#### [Text excerpt]
::::::::

[jira] [Commented] (FLUME-1248) flume-ng script gets broken when it tried to load hbase classpath

Will McQueen (JIRA) Thu, 31 May 2012 22:23:28 -0700

    [ 
https://issues.apache.org/jira/browse/FLUME-1248?page=com.atlassian.jira.plugin.system.issuetabpanels:comment-tabpanel&focusedCommentId=13287156#comment-13287156
 ]


Will McQueen commented on FLUME-1248:
-------------------------------------

Hi Mingie and Hari,

>>Another option is to pass a parameter to flume-ng which indicates to include 
>>hadoop/hbase classpath or not.

AFAIK, hbase jars are only needed by hbase sink, and hadoop jars are needed 
only by FileChannel and HBaseEventSink. If we enable the passing of a param to 
flume-ng that indicates whether to include hadoop/hbase classpath, then what 
about the case where a user starts the agent without any of those 3 components 
in the config file, but later decides to modify the config while Flume is 
running? In that case, I believe a ClassNotFoundException would be thrown when 
adding one of those 3 components to the config (after a dynamic refresh is 
triggered w/in 30 secs of modification).

For this reason, my vote is currently to pick-up hbase and hadoop jars.

Also, I'm wondering about the solution regarding the grep of the hbase (or 
hadoop) string... it seems that 'hbase' string won't necessarily be in the 
classpath if a user installs hbase from a tar file. So I'm concerned about 
having our parsing code be tightly coupled to the 'hbase' string. Can we 
explore other alternatives? I think some things to consider in general would be:

1) Keep in mind that the goal of these 2 particular invocations of hbase and 
hadoop scripts are only to get the java.library.path, which I believe should be 
unaffected by an JVM options. ie, I don't see a need to profile these 2 
invocations of hadoop and hbase like I would if I were profiling the actual 
hbase and hadoop daemons. Do you?

::::::::

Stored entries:
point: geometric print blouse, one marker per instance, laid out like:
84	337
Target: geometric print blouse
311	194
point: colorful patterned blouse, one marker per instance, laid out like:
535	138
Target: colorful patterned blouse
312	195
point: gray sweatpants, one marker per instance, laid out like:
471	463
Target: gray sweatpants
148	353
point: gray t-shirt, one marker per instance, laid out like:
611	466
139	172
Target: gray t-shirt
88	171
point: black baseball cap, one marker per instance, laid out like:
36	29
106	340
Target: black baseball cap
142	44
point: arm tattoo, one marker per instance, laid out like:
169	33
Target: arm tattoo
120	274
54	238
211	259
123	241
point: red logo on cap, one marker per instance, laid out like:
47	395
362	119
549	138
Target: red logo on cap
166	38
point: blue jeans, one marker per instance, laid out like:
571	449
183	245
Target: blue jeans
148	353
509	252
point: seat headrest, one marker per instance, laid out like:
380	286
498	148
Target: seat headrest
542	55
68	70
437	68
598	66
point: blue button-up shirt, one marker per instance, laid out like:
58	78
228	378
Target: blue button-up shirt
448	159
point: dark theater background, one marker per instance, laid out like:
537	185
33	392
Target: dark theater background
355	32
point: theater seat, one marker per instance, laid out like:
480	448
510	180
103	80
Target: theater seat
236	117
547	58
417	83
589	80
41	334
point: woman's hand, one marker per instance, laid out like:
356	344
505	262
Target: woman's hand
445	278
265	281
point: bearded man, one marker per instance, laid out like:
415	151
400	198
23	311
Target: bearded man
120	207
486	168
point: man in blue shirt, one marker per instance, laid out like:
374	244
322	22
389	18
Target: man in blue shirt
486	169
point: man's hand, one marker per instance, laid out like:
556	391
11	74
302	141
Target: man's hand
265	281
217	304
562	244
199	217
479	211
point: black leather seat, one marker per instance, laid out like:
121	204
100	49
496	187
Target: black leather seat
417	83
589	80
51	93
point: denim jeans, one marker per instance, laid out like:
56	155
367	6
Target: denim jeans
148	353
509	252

::::::::

#### [Task to carry out]
Reproduce the FLUME-1248 comment, everything from "Also, I'm wondering" down to "daemons. Do you?", swapping "tar file" for "zip archive".

#### [Solution for this problem]
Also, I'm wondering about the solution regarding the grep of the hbase (or 
hadoop) string... it seems that 'hbase' string won't necessarily be in the 
classpath if a user installs hbase from a zip archive. So I'm concerned about 
having our parsing code be tightly coupled to the 'hbase' string. Can we 
explore other alternatives? I think some things to consider in general would be:

1) Keep in mind that the goal of these 2 particular invocations of hbase and 
hadoop scripts are only to get the java.library.path, which I believe should be 
unaffected by an JVM options. ie, I don't see a need to profile these 2 
invocations of hadoop and hbase like I would if I were profiling the actual 
hbase and hadoop daemons. Do you?